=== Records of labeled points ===

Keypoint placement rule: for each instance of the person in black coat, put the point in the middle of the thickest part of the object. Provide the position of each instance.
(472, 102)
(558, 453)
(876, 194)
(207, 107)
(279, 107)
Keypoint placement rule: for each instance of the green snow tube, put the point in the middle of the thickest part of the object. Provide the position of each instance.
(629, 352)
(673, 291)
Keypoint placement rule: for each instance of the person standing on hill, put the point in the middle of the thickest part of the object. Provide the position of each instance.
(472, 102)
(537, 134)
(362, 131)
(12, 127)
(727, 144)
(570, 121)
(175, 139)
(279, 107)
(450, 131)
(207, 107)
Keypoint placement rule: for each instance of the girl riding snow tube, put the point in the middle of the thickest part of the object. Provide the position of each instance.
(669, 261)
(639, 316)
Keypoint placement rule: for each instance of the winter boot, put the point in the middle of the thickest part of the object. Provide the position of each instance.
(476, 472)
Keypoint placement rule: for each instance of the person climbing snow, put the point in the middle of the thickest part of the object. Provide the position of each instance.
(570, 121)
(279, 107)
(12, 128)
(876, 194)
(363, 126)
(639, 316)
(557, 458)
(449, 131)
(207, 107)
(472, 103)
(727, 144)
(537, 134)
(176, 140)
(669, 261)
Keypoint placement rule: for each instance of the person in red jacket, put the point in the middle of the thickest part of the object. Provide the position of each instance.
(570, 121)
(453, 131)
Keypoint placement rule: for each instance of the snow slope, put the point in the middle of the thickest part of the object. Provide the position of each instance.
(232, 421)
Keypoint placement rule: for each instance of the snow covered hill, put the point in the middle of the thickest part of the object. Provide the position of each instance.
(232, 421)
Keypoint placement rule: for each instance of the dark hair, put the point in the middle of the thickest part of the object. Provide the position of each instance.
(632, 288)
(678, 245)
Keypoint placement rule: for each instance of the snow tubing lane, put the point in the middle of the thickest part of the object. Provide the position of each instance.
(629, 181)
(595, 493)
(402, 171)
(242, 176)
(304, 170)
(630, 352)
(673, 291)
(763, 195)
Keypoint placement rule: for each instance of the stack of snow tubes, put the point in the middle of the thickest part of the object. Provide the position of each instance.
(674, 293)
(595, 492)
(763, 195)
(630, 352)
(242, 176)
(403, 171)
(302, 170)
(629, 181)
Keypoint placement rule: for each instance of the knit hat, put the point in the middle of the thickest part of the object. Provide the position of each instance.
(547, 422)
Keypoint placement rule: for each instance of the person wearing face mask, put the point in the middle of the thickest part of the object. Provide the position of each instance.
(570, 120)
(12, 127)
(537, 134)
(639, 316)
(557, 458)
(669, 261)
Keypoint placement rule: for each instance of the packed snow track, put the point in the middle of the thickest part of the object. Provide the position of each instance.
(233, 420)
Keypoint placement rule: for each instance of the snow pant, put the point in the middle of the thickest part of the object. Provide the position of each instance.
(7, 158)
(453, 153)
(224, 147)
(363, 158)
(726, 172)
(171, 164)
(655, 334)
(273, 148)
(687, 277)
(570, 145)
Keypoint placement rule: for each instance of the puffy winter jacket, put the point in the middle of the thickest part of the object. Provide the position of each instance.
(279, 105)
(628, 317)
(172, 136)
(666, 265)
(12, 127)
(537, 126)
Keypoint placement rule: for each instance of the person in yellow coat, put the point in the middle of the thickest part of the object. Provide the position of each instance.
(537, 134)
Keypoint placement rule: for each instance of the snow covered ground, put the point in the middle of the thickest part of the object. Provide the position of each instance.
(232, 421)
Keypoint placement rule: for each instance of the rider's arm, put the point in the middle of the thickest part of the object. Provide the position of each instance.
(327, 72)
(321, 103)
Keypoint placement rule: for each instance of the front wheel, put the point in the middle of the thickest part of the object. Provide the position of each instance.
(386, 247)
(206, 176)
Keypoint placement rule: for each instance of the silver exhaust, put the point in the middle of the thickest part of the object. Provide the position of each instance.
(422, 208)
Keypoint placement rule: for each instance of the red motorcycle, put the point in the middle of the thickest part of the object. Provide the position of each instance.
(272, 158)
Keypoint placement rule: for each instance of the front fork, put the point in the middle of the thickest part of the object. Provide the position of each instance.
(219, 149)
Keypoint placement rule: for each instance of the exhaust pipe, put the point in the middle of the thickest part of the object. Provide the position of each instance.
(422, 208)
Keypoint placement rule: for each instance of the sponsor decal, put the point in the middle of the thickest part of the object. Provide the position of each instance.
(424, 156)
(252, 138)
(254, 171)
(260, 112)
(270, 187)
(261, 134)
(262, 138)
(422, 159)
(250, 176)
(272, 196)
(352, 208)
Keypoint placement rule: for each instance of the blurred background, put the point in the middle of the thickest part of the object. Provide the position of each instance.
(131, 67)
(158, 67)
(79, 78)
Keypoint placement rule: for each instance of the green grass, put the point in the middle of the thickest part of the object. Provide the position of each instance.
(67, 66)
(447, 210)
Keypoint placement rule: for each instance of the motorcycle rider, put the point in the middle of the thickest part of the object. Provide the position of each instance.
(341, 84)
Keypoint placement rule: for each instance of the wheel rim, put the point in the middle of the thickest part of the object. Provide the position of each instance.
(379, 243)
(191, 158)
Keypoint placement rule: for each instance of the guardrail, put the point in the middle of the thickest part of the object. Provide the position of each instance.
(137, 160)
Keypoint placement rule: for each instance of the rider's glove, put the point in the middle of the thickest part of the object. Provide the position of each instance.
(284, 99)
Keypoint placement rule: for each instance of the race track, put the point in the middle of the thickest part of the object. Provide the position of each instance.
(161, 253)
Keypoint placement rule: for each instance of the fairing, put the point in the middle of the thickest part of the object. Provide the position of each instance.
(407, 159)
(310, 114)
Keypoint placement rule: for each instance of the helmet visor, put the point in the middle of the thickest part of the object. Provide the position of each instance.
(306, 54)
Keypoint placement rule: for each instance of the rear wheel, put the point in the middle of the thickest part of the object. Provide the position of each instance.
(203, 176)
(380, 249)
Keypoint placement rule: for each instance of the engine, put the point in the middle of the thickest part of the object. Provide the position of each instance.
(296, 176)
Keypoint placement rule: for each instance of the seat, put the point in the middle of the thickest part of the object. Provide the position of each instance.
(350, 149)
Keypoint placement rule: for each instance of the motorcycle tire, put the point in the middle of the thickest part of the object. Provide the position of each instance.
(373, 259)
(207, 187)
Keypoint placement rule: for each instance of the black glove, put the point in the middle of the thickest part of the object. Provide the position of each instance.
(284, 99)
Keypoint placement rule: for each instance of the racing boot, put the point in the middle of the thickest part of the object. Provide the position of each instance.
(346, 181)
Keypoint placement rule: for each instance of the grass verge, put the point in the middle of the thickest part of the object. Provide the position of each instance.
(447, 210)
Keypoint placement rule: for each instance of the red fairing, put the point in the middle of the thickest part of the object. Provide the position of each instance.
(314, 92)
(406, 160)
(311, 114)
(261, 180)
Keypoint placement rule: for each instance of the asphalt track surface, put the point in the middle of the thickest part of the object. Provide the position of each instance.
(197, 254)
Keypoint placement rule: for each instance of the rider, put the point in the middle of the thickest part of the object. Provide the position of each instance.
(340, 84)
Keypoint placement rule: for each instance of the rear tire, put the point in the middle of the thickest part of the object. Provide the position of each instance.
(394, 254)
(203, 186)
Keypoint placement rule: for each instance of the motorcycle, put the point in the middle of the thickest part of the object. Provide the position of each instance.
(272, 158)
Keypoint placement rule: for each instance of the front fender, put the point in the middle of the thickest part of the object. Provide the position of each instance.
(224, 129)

=== Direction ===
All the data must be duplicated exactly, with nothing added or removed.

=== Completed exercise ===
Keypoint placement rule: for each instance of the person in black coat, put the point in the middle of the thickest part of the object. Provide the position of each instance.
(472, 102)
(558, 453)
(876, 194)
(207, 107)
(279, 107)
Keypoint placement rule: for each instance of the green snow tube, put the point in the middle of the thickest part of the object. Provide the position of each instance.
(629, 352)
(673, 291)
Keypoint placement rule: for each instance of the person standing on hill, put the point in the middle of the thickest part of the object. Provide the position of each instance.
(472, 102)
(537, 134)
(362, 131)
(12, 127)
(727, 144)
(570, 121)
(175, 139)
(279, 107)
(450, 131)
(207, 107)
Keypoint placement rule: for each instance of the girl riding snow tube, put the point in the middle of the thickest part of the object. Provide the position of each instance.
(669, 261)
(639, 316)
Keypoint placement rule: for each instance of the winter boot, put the point in the middle of the thickest part of the object. Provide the position of each instance.
(476, 472)
Keypoint placement rule: for each instance of the person climbing snow, put the point in the middle of the thickest part of the object. Provide the position of each instance.
(570, 121)
(279, 107)
(12, 128)
(876, 194)
(363, 126)
(639, 316)
(557, 458)
(449, 131)
(207, 107)
(472, 103)
(727, 144)
(537, 134)
(176, 140)
(669, 261)
Keypoint placement rule: for each instance of the person in red jacket, put the point in the middle of the thickest part of the object. Provide the position of each instance.
(570, 121)
(453, 131)
Keypoint placement rule: for each instance of the snow slope, put the point in the middle of the thickest part of the object. Provide the position of each instance.
(232, 421)
Keypoint placement rule: for each instance of the snow covered hill, put the point in the middle of the thickest part of the object. Provide the position of each instance.
(232, 421)
Keypoint placement rule: for each instance of the dark hair, put the point in the middle of the thickest part of the object. Provide the position of each instance.
(632, 288)
(678, 245)
Keypoint placement rule: for each instance of the snow tubing lane, put the point in the middle of the thickest part of the object. Provide the position of each instance.
(629, 181)
(595, 493)
(402, 171)
(242, 176)
(304, 170)
(630, 352)
(673, 291)
(763, 195)
Keypoint placement rule: for each instance of the stack of snow tubes, put the point in the middle of the thickest part of the object. Provide the position of each instance.
(674, 293)
(595, 492)
(763, 195)
(630, 352)
(242, 176)
(403, 171)
(302, 170)
(629, 181)
Keypoint placement rule: for each instance of the knit hat, put the point in the middle of the thickest part of the object. Provide the position of each instance.
(547, 422)
Keypoint placement rule: for each instance of the person wearing face mask, put the point in the middle of the thickest part of the object. Provide the position of each instance.
(570, 120)
(12, 127)
(537, 134)
(639, 316)
(557, 458)
(669, 261)
Keypoint placement rule: for each instance of the packed snow track, put the point in the middle of the thickest part of the object. Provide the position of each instance.
(233, 420)
Keypoint placement rule: for each instance of the snow pant, put the point in the middle of the thickest part of the object. Provide the position of each instance.
(7, 158)
(453, 153)
(224, 147)
(363, 158)
(726, 172)
(171, 164)
(655, 334)
(273, 148)
(687, 277)
(570, 145)
Keypoint placement rule: for each instance of the puffy winter jacket, put the point in the middle of the thickest part of the object. Provide the position of each instance.
(279, 105)
(628, 317)
(172, 136)
(666, 265)
(12, 127)
(537, 126)
Keypoint placement rule: for each instance of the person in yellow coat, put the point in the middle of the thickest part of the object. Provide the position of each instance.
(537, 134)
Keypoint placement rule: for each instance of the snow covered ground, put the point in the middle of the thickest part of the object. Provide the position of each instance.
(232, 421)
Keypoint placement rule: for each instance of the rider's arm, put the point in the middle of the thickest part of the object. Provide the position of each instance.
(327, 72)
(321, 103)
Keypoint placement rule: for each instance of the front wheel, put the point in the middle of the thickest part of the object. Provide the position of each instance.
(386, 247)
(206, 176)
Keypoint placement rule: for each instance of the silver exhaust, put the point in the middle of the thickest part of the object. Provide the position of each instance.
(422, 208)
Keypoint placement rule: for each instance of the red motorcycle, put the point in the middle of the thickest part of the object. Provide the position of each instance.
(272, 158)
Keypoint placement rule: for each instance of the front fork, put the point in the middle of the thickest part of the object. Provide the position of each instance.
(219, 149)
Keypoint placement rule: for each instance of the exhaust pipe, put the point in the middle of the thickest part of the object. Provide the position of each instance.
(422, 208)
Keypoint placement rule: for each instance of the sponsor decal, put the point in the middle of the thickest part of the object. Provide the position of each instance.
(424, 156)
(252, 138)
(254, 171)
(260, 112)
(270, 187)
(261, 134)
(262, 138)
(422, 159)
(250, 176)
(272, 196)
(352, 208)
Keypoint placement rule: for each instance of the blurred background, put the point in the middle of the thickest part of the object. Provide the position of each instance.
(131, 67)
(158, 67)
(79, 78)
Keypoint placement rule: for each instance of the green grass, put the point in the middle of the thickest part of the object. Provide the position of each instance.
(67, 66)
(447, 210)
Keypoint placement rule: for each instance of the motorcycle rider, put the point in the middle of the thickest part of the object. Provide the position of each instance.
(341, 84)
Keypoint placement rule: for each instance of the wheel rim, put the point in the middle of the thickest part of the object. Provide the position of each instance.
(379, 243)
(191, 158)
Keypoint placement rule: for each instance of the guardrail, put the point in the middle of the thickest part of the object. Provide the position of each instance.
(137, 160)
Keypoint placement rule: for each instance of the rider's glove, put the point in the middle of the thickest part of the object. Provide the position of each instance.
(284, 99)
Keypoint placement rule: for each instance of the race track, put the point in the middle of the thickest part of the object. Provide the position of each instance.
(161, 253)
Keypoint placement rule: for each instance of the fairing, put the point in the middle of the thickest part of the object. Provide the position of each instance.
(407, 159)
(310, 114)
Keypoint placement rule: for each instance of the helmet visor, put the point in the middle of the thickest part of the object. Provide the position of each instance.
(306, 54)
Keypoint placement rule: for each instance of the rear wheel, put the point in the middle of the thickest part of the object. Provide the position of each instance.
(203, 176)
(380, 249)
Keypoint placement rule: for each instance of the engine, put the point in the middle of the thickest part of the object. Provide the position of each instance.
(296, 176)
Keypoint placement rule: for each instance of the seat, put the point in the middle of the thickest part of the object. Provide the position of each instance.
(350, 149)
Keypoint placement rule: for each instance of the motorcycle tire, put the point in the middle of the thickest part of the object. Provide the position of each instance.
(373, 259)
(207, 187)
Keypoint placement rule: for each instance of the black glove, put the point in the middle of the thickest part of the object. Provide the position of each instance.
(284, 99)
Keypoint placement rule: for each instance of the racing boot, put the point in the middle of the thickest part of the object. Provide the position of each instance.
(346, 181)
Keypoint placement rule: for each instance of the grass verge, put the point in the middle of the thickest part of the object. Provide the position of each instance.
(447, 210)
Keypoint placement rule: for each instance of the red fairing, put the point in the middle of the thickest part of the object. Provide the position of each instance.
(314, 92)
(406, 160)
(311, 114)
(261, 180)
Keypoint placement rule: for each instance of the asphalt track surface, put the point in the middle of the thickest part of the object. Provide the position of each instance.
(197, 254)
Keypoint placement rule: for each instance of the rider, put the point in the middle of the thickest part of the object. Provide the position of each instance.
(340, 84)
Keypoint placement rule: for each instance of the rear tire, put the point in the middle of the thickest part of the object. Provide the position of each instance.
(394, 254)
(203, 186)
Keypoint placement rule: for each instance of the motorcycle, put the point in the middle of the thickest part of the object. Provide the position of each instance.
(272, 158)
Keypoint placement rule: for each instance of the front fender, put the point in the middle of the thickest part of the object. Provide the position of each instance.
(224, 129)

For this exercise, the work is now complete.